Text segment >>

Start of Block

If WE can’t afford lockdown, what chance have the world’s poor?

Feb 8, 2021 by

by Sonia Elijah, The Conservative Woman:

IN AN interview with TalkRadio in November, Sunetra Gupta, professor of theoretical epidemiology at Oxford University, voiced her concern about the devastating effects of lockdowns. She said that ‘lockdowns are a luxury for the affluent . . . the UK cannot afford it’. Professor Gupta was spot on.

It has been estimated that each day of lockdown costs the UK economy £2.4billion, which it is hard to believe the country can afford without impoverishing generations to come. This vast sum is due in no small part to the unprecedented economic protective measures set up by Chancellor Rishi Sunak, including the government furlough scheme introduced in March 2020 and subsequently extended to the end of April this year.

Yet despite the government’s job retention schemes, the number facing extreme economic hardship in the UK has risen at an alarming rate. According to a report from the Legatum Institute think tank, 440,000 more people were in poverty by last summer and 690,000 more by the winter.

If the ‘UK cannot afford it’, where does that leave less developed countries? Their situation is a lot bleaker. If our economy is on a ventilator, theirs must be close to the last breath.

The world’s poorest come from developing nations which already suffer from high poverty rates. ‘Extreme poor’ is defined as living on less than $1.90 a day. These developing nations are often indebted to the World Bank through their massive loan schemes, which puts them at a dire disadvantage in coping with the economic impact of Covid-19.

End of Block

The data >>
Start of Block

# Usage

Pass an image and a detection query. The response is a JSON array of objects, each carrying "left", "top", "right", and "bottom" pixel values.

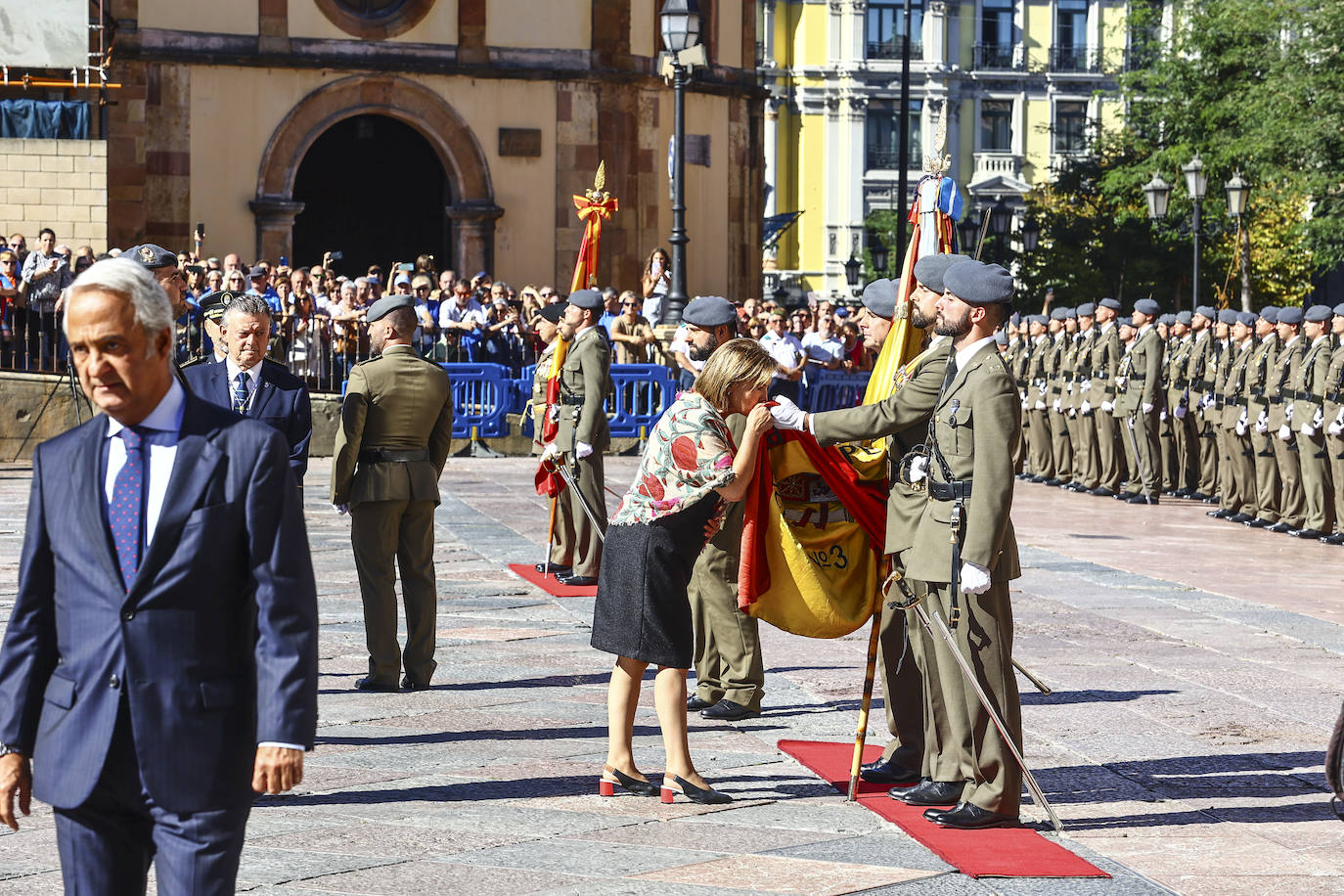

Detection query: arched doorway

End of Block

Task item >> Please copy the lockdown article from "Yet despite the" up to and including "by the winter.", word for word.

Solution to this problem >>
Yet despite the government’s job retention schemes, the number facing extreme economic hardship in the UK has risen at an alarming rate. According to a report from the Legatum Institute think tank, 440,000 more people were in poverty by last summer and 690,000 more by the winter.